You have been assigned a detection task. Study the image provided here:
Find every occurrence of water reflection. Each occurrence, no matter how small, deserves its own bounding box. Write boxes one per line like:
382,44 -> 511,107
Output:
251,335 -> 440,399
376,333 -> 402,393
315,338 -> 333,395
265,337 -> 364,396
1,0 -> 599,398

================

- **Brief**:
Restate every record exactly, leaving nothing out.

- **Answer area**:
You have been assigned a detection task. Study the image provided here:
Find every occurrence of water reflection. Each occurrence, no matter how small, deserves its own bounding box. Write boxes one per line like:
382,44 -> 511,107
Output:
251,335 -> 440,399
376,333 -> 402,393
315,338 -> 333,395
265,337 -> 364,396
1,0 -> 599,398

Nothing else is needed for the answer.